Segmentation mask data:
--- START ---

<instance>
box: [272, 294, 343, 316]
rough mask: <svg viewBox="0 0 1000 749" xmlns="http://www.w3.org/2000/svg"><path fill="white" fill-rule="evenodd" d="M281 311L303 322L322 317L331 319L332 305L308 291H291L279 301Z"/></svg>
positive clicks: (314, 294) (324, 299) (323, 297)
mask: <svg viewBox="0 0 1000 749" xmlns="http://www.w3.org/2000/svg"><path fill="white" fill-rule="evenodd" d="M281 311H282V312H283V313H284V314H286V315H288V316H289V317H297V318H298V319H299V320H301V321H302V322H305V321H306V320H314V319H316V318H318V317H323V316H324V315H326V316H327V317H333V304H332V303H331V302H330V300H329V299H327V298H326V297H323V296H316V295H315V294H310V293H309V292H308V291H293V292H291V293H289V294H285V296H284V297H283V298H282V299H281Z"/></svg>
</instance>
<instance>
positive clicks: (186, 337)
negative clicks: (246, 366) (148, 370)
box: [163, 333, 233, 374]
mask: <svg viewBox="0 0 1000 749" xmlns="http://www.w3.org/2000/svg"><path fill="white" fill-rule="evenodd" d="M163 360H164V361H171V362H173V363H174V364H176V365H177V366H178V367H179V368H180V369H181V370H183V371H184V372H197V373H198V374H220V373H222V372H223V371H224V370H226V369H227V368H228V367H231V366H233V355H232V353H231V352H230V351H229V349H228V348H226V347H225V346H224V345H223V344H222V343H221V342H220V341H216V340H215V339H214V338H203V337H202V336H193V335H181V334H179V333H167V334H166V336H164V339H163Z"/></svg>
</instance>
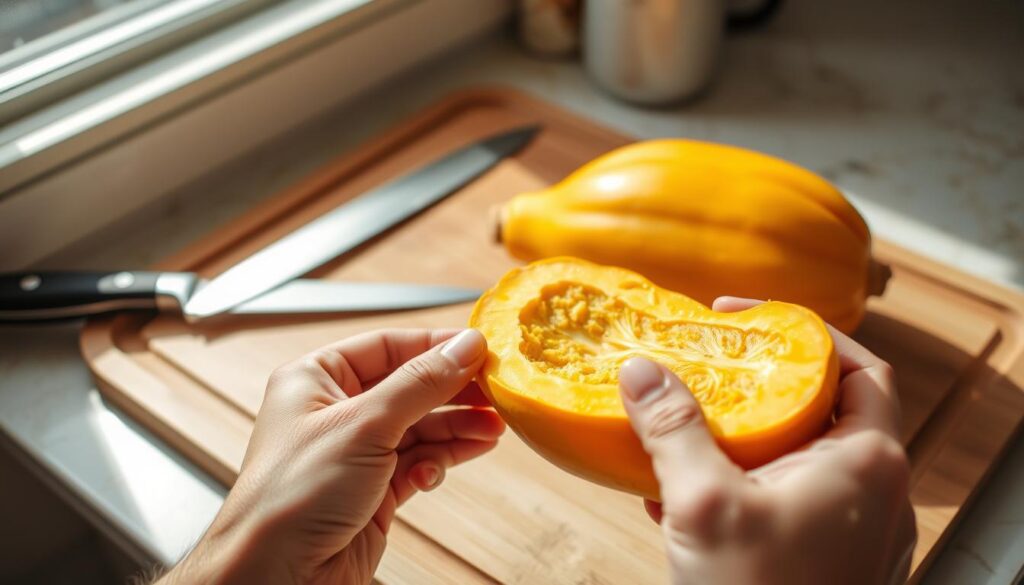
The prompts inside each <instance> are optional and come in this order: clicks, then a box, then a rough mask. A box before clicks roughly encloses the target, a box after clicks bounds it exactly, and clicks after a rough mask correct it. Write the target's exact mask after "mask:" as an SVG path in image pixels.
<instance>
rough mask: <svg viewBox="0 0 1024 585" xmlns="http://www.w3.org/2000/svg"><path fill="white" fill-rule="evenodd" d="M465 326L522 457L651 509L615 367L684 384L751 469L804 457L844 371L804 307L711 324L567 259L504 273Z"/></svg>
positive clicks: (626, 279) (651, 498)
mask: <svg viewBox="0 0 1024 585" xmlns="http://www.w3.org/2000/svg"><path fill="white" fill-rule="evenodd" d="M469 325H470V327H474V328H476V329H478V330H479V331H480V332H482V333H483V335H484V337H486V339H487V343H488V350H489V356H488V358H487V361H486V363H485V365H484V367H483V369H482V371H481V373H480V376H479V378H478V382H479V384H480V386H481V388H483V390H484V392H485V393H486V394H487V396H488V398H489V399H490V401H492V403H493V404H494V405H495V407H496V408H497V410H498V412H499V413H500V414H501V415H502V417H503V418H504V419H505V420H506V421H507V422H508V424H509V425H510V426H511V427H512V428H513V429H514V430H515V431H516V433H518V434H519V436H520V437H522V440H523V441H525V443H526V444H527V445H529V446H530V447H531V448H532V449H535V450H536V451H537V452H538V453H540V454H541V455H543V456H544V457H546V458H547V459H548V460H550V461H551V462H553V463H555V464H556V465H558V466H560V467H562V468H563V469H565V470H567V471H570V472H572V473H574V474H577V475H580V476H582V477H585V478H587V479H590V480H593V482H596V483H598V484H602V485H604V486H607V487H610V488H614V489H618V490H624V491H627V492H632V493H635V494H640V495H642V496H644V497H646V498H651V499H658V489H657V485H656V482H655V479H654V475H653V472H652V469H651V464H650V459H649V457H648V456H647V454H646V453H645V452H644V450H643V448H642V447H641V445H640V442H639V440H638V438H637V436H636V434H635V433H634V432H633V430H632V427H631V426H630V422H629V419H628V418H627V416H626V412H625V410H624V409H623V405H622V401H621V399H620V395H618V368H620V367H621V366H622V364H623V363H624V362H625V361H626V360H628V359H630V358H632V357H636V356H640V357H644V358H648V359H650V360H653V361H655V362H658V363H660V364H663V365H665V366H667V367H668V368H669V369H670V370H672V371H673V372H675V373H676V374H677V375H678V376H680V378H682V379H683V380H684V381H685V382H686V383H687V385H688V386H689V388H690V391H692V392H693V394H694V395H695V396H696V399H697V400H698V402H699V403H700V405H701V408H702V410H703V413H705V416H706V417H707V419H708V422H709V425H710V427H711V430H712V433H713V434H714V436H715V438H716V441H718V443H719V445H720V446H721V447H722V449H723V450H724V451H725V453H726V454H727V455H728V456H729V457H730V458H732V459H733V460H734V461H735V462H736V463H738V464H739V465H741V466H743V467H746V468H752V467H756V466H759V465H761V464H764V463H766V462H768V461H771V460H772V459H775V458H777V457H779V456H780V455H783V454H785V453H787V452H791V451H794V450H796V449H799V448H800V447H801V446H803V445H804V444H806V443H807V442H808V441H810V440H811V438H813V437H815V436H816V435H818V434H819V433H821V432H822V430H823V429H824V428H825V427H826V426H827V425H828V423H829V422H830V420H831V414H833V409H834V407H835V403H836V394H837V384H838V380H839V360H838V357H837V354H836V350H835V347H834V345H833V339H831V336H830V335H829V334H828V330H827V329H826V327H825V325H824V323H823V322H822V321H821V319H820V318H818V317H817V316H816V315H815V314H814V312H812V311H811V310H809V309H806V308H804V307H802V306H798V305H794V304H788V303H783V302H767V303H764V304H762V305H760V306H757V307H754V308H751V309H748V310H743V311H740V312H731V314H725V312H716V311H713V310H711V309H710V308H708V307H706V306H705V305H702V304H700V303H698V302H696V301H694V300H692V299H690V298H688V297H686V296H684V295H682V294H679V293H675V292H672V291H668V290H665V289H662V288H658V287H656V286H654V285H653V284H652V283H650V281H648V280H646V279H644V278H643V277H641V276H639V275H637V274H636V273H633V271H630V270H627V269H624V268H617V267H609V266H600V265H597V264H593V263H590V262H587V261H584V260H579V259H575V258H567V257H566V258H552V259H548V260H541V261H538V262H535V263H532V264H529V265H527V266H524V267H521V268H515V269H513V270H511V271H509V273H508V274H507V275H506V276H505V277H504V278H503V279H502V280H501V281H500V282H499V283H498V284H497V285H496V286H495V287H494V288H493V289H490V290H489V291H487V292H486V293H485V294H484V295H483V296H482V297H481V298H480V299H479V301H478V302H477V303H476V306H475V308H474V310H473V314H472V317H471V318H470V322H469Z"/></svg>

--- END ---
--- START ---

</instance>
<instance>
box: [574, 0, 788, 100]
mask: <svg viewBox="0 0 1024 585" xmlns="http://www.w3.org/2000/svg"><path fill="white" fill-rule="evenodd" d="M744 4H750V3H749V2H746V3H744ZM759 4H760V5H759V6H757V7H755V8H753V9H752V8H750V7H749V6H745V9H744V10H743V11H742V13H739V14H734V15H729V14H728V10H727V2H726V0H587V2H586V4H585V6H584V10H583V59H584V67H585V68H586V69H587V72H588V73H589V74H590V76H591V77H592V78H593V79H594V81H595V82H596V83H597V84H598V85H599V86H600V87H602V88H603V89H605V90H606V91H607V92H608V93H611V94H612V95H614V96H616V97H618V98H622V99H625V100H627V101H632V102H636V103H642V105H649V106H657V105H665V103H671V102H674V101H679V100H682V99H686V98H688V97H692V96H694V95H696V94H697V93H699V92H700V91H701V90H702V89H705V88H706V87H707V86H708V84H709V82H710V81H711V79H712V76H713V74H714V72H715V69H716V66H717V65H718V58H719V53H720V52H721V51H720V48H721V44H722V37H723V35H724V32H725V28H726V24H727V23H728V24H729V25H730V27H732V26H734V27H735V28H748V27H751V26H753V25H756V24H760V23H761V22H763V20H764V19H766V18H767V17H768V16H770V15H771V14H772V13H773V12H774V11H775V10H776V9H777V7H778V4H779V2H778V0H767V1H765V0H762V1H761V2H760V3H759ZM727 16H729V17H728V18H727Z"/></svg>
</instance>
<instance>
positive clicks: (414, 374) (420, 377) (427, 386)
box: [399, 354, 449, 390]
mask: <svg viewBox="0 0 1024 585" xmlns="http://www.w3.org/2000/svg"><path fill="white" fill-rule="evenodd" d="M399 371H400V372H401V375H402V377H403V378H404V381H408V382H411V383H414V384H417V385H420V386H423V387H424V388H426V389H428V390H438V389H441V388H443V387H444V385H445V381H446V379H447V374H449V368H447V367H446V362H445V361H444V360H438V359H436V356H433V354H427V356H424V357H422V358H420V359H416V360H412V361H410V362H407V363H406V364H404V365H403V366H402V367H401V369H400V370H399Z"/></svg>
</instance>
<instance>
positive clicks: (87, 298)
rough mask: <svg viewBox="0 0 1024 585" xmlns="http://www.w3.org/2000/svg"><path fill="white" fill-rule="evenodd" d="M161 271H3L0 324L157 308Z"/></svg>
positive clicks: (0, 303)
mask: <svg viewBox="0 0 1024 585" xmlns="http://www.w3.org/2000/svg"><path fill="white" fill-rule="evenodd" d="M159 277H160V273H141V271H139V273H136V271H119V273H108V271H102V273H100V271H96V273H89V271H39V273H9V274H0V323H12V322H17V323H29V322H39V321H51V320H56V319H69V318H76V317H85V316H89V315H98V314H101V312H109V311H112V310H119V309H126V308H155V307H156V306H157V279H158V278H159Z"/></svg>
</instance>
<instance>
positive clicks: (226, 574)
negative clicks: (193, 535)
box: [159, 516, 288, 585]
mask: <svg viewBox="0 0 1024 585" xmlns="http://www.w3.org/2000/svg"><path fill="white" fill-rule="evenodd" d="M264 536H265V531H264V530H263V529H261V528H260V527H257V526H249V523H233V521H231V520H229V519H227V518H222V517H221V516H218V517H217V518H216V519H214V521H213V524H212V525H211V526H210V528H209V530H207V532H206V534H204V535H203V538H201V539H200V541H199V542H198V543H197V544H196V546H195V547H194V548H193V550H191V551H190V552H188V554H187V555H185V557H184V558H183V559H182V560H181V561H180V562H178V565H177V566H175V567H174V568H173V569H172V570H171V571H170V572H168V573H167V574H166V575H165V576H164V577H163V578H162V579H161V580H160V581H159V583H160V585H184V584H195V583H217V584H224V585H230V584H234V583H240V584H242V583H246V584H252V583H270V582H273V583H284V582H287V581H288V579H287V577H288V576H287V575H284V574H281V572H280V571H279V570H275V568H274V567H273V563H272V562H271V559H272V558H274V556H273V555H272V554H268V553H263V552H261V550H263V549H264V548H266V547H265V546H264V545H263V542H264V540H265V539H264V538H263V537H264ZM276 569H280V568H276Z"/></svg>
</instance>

--- END ---

## Assignment
Copy all lines of the preceding data that hold the word "negative".

## Solution for this task
negative clicks: (246, 366) (148, 370)
negative clicks: (193, 535)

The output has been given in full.